#### Stated exercise
Copy out the items below again word for word, from the line that contains "the blue jeans" through the line that contains "x=154 y=235", inclusive.

#### The records
◆ ◆ ◆

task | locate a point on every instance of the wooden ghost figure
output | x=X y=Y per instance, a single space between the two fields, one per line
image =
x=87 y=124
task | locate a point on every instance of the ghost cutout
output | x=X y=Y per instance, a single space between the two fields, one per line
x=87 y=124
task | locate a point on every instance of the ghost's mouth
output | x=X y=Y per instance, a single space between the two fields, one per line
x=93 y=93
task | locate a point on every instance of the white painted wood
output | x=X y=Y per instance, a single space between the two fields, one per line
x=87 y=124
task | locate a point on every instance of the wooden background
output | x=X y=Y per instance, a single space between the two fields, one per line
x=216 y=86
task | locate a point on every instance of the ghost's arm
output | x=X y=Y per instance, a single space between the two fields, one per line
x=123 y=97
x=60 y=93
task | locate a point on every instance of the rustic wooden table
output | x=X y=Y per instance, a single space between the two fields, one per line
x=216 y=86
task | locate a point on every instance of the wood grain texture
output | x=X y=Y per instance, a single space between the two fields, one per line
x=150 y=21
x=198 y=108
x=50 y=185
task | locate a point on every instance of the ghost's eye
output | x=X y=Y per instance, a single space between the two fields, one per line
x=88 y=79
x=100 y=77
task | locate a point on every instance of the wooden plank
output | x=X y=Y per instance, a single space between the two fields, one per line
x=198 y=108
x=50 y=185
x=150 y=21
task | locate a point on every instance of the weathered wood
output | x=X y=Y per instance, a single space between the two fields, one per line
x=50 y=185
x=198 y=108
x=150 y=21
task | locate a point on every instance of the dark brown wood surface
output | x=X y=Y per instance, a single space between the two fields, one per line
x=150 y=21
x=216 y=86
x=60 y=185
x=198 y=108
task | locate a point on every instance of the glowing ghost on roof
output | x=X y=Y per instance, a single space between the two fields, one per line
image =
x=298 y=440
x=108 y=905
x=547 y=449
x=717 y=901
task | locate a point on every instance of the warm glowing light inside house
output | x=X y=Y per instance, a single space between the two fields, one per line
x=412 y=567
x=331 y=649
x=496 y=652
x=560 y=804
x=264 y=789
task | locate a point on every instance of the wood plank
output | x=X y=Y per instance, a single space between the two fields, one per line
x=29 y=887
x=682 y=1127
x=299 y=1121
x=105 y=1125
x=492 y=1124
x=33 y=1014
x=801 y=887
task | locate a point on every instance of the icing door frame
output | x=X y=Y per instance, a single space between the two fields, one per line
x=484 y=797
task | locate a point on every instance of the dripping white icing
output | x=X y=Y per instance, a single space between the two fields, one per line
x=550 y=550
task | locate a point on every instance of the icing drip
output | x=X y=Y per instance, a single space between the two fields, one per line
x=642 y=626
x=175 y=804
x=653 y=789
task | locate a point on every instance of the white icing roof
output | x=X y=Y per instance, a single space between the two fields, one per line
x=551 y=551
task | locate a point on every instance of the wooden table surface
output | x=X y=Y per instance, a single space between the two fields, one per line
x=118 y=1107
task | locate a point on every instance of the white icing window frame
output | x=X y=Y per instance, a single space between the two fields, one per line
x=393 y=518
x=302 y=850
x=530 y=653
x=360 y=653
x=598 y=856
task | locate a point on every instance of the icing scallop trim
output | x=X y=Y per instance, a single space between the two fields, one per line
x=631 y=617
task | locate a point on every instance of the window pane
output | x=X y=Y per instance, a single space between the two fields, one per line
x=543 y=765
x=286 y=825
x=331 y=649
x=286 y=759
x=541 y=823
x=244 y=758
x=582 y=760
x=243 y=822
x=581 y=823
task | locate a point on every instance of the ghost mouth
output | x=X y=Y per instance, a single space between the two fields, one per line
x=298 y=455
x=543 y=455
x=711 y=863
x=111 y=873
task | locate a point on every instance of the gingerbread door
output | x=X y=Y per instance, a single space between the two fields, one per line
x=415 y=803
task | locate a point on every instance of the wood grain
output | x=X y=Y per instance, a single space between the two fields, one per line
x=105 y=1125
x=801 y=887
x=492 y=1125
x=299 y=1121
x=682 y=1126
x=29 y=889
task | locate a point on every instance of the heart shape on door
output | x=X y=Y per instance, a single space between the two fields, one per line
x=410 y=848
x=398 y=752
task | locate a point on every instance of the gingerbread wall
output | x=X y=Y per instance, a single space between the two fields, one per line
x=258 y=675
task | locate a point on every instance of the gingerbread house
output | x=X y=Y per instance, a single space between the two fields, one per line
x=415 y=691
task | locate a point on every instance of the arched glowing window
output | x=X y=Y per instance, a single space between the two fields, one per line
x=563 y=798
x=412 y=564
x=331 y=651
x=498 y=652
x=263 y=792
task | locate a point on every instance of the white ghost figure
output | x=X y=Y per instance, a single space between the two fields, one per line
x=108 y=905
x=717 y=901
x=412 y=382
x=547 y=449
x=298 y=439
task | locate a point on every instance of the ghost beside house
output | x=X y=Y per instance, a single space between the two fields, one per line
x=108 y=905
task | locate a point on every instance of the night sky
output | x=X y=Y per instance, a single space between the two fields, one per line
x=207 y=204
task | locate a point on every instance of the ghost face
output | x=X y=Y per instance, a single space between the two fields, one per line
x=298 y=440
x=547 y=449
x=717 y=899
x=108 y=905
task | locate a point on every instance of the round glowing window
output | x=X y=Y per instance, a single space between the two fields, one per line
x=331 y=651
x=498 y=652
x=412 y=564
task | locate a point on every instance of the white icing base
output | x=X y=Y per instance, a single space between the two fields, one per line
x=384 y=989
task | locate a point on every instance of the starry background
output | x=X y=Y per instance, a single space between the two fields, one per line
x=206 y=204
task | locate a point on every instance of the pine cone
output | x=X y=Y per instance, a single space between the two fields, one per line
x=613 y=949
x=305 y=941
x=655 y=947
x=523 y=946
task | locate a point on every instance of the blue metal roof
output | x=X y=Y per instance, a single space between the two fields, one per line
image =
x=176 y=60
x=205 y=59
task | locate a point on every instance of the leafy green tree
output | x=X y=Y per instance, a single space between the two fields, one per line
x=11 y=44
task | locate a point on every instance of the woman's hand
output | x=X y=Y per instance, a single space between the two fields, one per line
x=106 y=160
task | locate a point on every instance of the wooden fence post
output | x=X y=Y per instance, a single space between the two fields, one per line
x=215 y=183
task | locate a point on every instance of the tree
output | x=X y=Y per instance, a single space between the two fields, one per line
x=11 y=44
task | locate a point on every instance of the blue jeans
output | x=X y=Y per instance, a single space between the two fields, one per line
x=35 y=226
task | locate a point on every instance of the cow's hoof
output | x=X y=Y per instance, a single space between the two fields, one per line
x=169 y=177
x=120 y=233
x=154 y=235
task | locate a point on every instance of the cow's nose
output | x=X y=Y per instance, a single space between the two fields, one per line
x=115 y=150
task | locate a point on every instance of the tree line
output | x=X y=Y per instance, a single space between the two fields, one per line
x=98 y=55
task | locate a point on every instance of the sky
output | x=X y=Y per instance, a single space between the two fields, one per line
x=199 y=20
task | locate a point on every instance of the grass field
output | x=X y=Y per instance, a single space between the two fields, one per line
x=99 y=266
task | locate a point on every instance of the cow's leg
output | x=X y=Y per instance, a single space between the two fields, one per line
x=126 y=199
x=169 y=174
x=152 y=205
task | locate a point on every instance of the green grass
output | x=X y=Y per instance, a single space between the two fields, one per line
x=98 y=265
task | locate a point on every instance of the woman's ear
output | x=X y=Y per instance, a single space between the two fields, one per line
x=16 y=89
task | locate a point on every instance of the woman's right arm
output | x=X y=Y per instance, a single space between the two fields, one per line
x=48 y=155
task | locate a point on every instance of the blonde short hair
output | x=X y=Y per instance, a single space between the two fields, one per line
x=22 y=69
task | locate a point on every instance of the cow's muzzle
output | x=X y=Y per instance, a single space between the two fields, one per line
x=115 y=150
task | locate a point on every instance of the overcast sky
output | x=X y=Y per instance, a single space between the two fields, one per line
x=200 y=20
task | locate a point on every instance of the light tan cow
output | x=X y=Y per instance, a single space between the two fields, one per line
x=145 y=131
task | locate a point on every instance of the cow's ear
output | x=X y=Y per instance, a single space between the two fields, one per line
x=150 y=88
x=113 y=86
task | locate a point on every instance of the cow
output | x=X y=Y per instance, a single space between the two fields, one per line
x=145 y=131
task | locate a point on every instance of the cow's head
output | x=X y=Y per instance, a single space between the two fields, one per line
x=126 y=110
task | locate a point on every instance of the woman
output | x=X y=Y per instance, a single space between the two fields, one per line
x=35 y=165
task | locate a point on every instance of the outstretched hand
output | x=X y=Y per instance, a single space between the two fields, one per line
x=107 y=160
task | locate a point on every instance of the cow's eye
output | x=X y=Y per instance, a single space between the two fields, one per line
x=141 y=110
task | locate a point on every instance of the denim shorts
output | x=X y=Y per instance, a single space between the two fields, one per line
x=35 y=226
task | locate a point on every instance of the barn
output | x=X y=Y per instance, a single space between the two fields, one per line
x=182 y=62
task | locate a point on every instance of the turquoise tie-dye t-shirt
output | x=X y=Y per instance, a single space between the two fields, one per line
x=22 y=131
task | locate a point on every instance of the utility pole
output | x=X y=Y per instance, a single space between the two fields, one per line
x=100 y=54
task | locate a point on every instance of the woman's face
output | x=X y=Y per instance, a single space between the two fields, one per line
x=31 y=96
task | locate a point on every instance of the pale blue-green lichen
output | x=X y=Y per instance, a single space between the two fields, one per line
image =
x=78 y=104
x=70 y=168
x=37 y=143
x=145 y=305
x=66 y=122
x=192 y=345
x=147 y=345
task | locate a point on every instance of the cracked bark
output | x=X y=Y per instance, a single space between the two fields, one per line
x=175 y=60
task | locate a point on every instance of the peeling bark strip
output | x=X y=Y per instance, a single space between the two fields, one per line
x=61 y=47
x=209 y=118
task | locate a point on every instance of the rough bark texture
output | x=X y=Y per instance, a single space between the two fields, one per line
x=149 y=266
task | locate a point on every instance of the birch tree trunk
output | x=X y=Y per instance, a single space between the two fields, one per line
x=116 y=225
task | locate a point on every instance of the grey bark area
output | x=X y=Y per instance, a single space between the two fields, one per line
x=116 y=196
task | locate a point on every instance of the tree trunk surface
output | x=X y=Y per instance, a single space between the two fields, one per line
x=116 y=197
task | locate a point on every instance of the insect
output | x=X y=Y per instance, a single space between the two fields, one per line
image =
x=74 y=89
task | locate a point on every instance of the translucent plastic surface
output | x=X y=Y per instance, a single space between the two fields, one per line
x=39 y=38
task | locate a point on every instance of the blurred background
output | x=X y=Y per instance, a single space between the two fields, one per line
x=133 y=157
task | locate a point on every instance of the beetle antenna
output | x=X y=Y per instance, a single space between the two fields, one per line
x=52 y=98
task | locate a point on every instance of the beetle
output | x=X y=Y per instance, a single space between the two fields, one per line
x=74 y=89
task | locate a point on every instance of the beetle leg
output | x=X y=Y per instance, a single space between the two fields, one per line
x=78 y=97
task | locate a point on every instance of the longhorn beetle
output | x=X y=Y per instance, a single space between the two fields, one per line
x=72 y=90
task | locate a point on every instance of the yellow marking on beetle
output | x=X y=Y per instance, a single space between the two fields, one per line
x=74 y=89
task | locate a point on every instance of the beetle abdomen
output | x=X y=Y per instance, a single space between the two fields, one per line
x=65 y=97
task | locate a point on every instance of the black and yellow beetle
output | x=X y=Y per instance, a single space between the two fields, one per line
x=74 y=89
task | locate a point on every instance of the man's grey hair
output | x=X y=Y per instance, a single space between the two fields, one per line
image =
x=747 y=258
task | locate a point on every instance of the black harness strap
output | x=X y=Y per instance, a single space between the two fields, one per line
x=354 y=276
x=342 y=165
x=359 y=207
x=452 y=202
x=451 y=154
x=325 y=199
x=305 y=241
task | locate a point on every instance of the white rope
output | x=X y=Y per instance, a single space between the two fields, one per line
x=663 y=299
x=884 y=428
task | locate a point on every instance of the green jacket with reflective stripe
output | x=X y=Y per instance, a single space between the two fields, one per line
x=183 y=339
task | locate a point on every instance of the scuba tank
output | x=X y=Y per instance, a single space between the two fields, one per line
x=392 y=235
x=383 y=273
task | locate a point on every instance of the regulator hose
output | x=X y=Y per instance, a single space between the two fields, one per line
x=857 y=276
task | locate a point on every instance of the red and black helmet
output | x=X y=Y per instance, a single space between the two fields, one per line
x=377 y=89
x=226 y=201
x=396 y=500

◆ ◆ ◆

#### Expected output
task | locate a point on every instance of the blue jeans
output | x=X y=Y per instance, a single space between the two fields, one per line
x=35 y=226
task | locate a point on every instance of the cow's hoof
output | x=X y=Y per instance, a single space between the two fields, one per line
x=169 y=177
x=120 y=233
x=154 y=235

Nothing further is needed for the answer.